→ **Problem requirements**
Turn the lines below into a numbered list, skipping any blank lines and leaving out the pictures.

→ **Data supplied**

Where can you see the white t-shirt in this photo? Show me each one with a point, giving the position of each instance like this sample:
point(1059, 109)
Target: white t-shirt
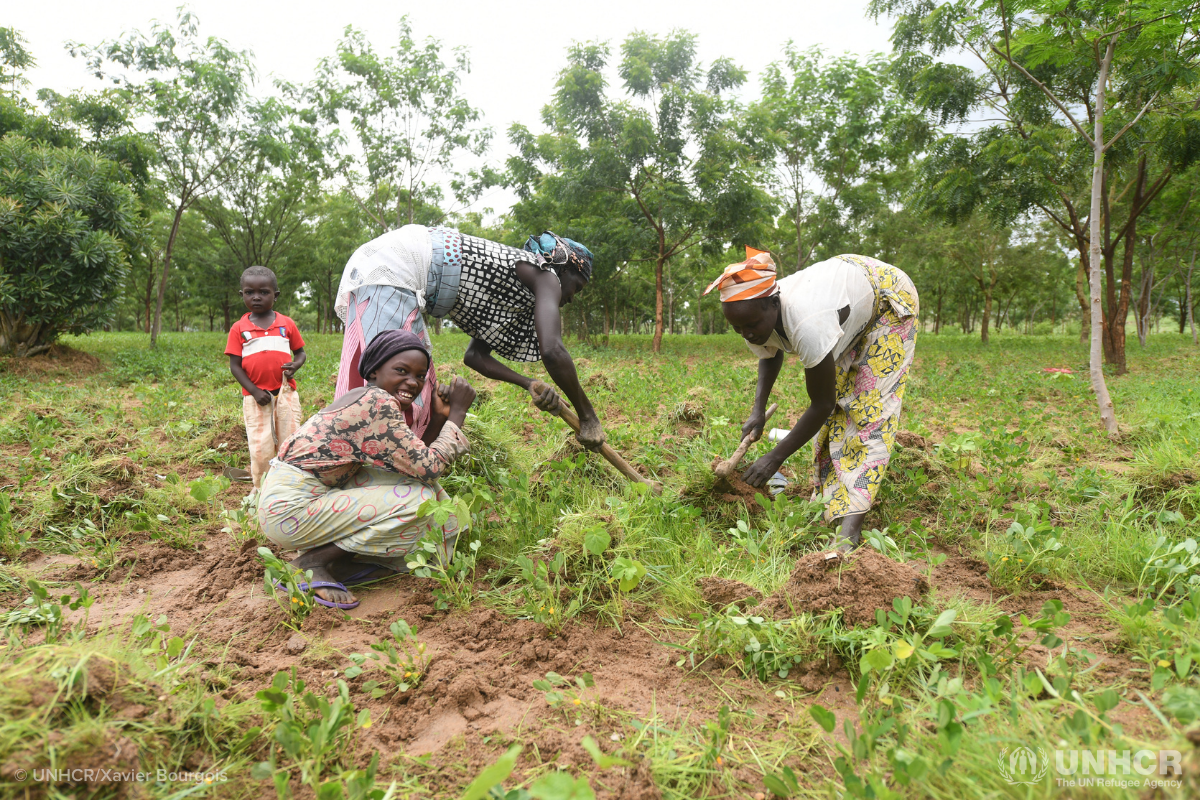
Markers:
point(809, 301)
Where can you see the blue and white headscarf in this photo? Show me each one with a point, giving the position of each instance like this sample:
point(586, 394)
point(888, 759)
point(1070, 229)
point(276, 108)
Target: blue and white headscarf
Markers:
point(558, 251)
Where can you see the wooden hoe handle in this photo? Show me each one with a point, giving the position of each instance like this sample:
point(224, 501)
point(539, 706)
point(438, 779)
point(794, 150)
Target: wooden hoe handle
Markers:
point(606, 450)
point(726, 467)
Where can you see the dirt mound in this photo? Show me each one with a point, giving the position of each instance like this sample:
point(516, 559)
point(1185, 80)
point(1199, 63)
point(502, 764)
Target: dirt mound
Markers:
point(689, 411)
point(601, 379)
point(640, 785)
point(59, 361)
point(154, 558)
point(915, 440)
point(227, 571)
point(965, 576)
point(720, 593)
point(232, 439)
point(735, 489)
point(1159, 486)
point(858, 584)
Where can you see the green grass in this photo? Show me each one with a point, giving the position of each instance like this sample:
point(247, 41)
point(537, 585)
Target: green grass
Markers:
point(1009, 444)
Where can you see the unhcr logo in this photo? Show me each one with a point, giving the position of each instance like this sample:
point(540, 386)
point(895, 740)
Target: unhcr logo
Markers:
point(1023, 765)
point(1093, 768)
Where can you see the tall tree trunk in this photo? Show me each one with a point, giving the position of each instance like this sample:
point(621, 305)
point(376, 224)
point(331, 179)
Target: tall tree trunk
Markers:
point(1096, 355)
point(1081, 294)
point(166, 268)
point(1192, 318)
point(987, 310)
point(658, 302)
point(149, 296)
point(1146, 286)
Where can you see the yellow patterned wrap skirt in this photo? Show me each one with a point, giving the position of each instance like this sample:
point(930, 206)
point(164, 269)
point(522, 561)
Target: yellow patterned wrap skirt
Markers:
point(853, 446)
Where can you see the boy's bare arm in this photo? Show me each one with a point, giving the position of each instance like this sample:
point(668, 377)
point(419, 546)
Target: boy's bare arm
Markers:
point(298, 359)
point(261, 395)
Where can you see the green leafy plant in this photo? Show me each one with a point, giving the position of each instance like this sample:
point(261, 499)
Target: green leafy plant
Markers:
point(207, 489)
point(959, 450)
point(540, 587)
point(565, 693)
point(41, 609)
point(1029, 553)
point(405, 666)
point(311, 733)
point(282, 584)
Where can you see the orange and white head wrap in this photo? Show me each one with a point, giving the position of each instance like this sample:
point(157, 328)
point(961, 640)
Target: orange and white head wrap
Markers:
point(754, 277)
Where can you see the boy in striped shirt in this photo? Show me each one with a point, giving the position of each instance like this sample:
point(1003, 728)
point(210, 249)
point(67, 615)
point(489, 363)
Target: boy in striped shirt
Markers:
point(265, 350)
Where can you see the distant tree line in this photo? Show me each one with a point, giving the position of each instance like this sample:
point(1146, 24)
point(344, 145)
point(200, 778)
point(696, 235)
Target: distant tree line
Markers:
point(1033, 169)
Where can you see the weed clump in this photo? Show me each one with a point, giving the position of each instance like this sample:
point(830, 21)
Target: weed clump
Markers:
point(858, 584)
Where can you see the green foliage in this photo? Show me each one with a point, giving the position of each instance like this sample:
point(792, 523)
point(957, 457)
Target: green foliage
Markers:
point(281, 582)
point(1026, 553)
point(311, 734)
point(408, 126)
point(405, 667)
point(66, 221)
point(40, 608)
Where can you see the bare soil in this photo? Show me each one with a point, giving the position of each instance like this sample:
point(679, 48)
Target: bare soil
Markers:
point(720, 593)
point(858, 584)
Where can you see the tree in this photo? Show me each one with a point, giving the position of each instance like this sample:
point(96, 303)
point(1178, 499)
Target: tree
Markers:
point(408, 126)
point(192, 90)
point(66, 217)
point(828, 126)
point(257, 206)
point(1063, 80)
point(15, 59)
point(318, 259)
point(657, 173)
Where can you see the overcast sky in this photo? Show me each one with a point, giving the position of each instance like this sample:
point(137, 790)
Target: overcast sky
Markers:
point(516, 46)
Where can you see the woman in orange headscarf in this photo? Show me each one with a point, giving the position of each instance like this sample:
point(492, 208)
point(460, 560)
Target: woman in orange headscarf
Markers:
point(852, 320)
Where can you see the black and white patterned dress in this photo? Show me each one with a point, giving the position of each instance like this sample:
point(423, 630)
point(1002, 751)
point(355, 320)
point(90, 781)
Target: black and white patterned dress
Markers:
point(492, 304)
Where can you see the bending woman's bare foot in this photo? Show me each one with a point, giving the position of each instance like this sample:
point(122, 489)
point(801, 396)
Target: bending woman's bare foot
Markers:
point(331, 564)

→ **Finished answer**
1. Where can you see the white t-shirt in this photo? Show me each one with a point, giving the position of each instance like this sample:
2. point(1059, 109)
3. Target: white t-shirt
4. Markers:
5. point(809, 301)
6. Where can you see the blue and white headscarf in this photo? Show me each one with a point, giving the position of each instance like this sample:
7. point(586, 394)
8. point(888, 759)
9. point(1070, 229)
10. point(276, 108)
11. Target: blue and white headscarf
12. Markers:
13. point(558, 251)
14. Where can you see the wooden hoe handle in this photo? Show me each one with a point, giving the position of each instance like this sample:
15. point(224, 501)
16. point(539, 706)
17. point(438, 779)
18. point(794, 150)
19. Target: wooden hoe handle
20. Markers:
21. point(606, 450)
22. point(726, 467)
23. Where can you see the dirt mound in this photo? Show me each one with a point, giving the position of each instance like this sample:
24. point(516, 559)
25. point(1185, 80)
26. point(1199, 63)
27. point(502, 764)
28. Target: dirt mound
29. Markers:
30. point(689, 411)
31. point(601, 379)
32. point(640, 785)
33. point(59, 361)
34. point(154, 558)
35. point(915, 440)
36. point(227, 571)
37. point(965, 576)
38. point(720, 593)
39. point(232, 439)
40. point(735, 489)
41. point(1159, 486)
42. point(858, 584)
43. Where can you see the green grass in this photo? Show me each one with a point, giving the position of each instance like this sample:
44. point(247, 41)
45. point(537, 585)
46. Target: green grass
47. Markers:
48. point(1009, 444)
49. Where can you see the unhcr logo in this photo? Show me each one with a point, giving the position of each instance like this sample:
50. point(540, 386)
51. point(895, 740)
52. Target: unhcr logo
53. Markers:
54. point(1023, 765)
55. point(1093, 768)
56. Where can you see the tall tree trunk in this photo? Show me each one with a point, giving the position of each instance like this sample:
57. point(621, 305)
58. point(376, 224)
59. point(331, 179)
60. Target: tall tree trunk
61. Markers:
62. point(1096, 355)
63. point(1081, 294)
64. point(166, 268)
65. point(1192, 318)
66. point(987, 310)
67. point(658, 302)
68. point(149, 296)
69. point(1146, 286)
70. Where can you see the yellow patterned wrap skirt in this photo? Show me each one with a point, giving the position of each instance like this sample:
71. point(930, 206)
72. point(164, 269)
73. point(522, 561)
74. Target: yellow patterned wrap skirt
75. Markers:
76. point(853, 446)
77. Where can you see the boy's bare arm in this photo? Show me each one with a point, giving the position of each instance like this sample:
78. point(668, 377)
79. point(419, 546)
80. Target: boy's bare arm
81. Markers:
82. point(298, 359)
83. point(261, 395)
84. Where can you see the green leafy plant in this photo? Show me each one with a point, giving the position of each instance like this sample:
85. point(261, 499)
86. Target: green leafy plant
87. Markers:
88. point(207, 489)
89. point(959, 450)
90. point(540, 587)
91. point(565, 693)
92. point(41, 609)
93. point(1029, 553)
94. point(405, 666)
95. point(311, 733)
96. point(282, 584)
97. Where can you see the orange and white head wrap in this photo? Show me each one with a point, giving the position of each instance like this sample:
98. point(157, 328)
99. point(961, 640)
100. Target: orange and white head wrap
101. Markers:
102. point(754, 277)
103. Where can you see the boy in striped shirt in this photo? Show me each one with a point, giving the position of each instance like this sample:
104. point(1003, 728)
105. point(210, 249)
106. point(67, 615)
107. point(489, 363)
108. Target: boy in striped shirt
109. Markers:
110. point(265, 350)
111. Where can you see the distant tree line in this photo? Show me each one with a point, giving the position of each instance like this sample:
112. point(1146, 24)
113. point(344, 145)
114. point(200, 778)
115. point(696, 235)
116. Target: distant tree line
117. Markers:
118. point(1033, 169)
119. Where can you see the weed clump in this photo? Show me each one with a point, giving the position of each instance like this sample:
120. point(830, 21)
121. Target: weed clump
122. Markers:
123. point(858, 584)
124. Where can you see the green foliage in this photo? Show me each one with a point, giving the position of each instance like this sample:
125. point(792, 523)
126. point(957, 457)
127. Target: green foliage
128. Markers:
129. point(281, 582)
130. point(1026, 553)
131. point(311, 734)
132. point(408, 126)
133. point(405, 667)
134. point(66, 221)
135. point(40, 608)
136. Where can you see the bare soil in this photo? Show me each one with a point, giving the position of each instance like this sample:
137. point(679, 48)
138. Target: bare soil
139. Markers:
140. point(720, 593)
141. point(858, 584)
142. Where can you see the tree in this photo? Show me each one with a point, giving the position of each instance like this sample:
143. point(96, 303)
144. point(1178, 499)
145. Target: tree
146. Markers:
147. point(408, 126)
148. point(192, 90)
149. point(66, 217)
150. point(828, 126)
151. point(257, 206)
152. point(1063, 80)
153. point(15, 59)
154. point(318, 259)
155. point(657, 173)
156. Where can you see the overcast sky in this photo? Show me each one with a point, giving the position of each instance like this sample:
157. point(137, 790)
158. Target: overcast sky
159. Markers:
160. point(516, 46)
161. Where can you see the woman in orange headscarf in this photo? Show me each one with a point, giving the position of each instance like this sample:
162. point(492, 208)
163. point(460, 560)
164. Target: woman in orange headscarf
165. Markers:
166. point(852, 320)
167. Where can you see the black and white patterned dress in this photo? Show me each one with a point, giving the position of each instance like this sample:
168. point(423, 630)
169. point(1002, 751)
170. point(355, 320)
171. point(90, 781)
172. Target: black and white patterned dress
173. Markers:
174. point(492, 304)
175. Where can you see the bending woman's bare foot in this photo? Show me each one with a point, giving the position of each instance like this sample:
176. point(122, 489)
177. point(801, 396)
178. Target: bending woman's bare foot
179. Markers:
180. point(331, 564)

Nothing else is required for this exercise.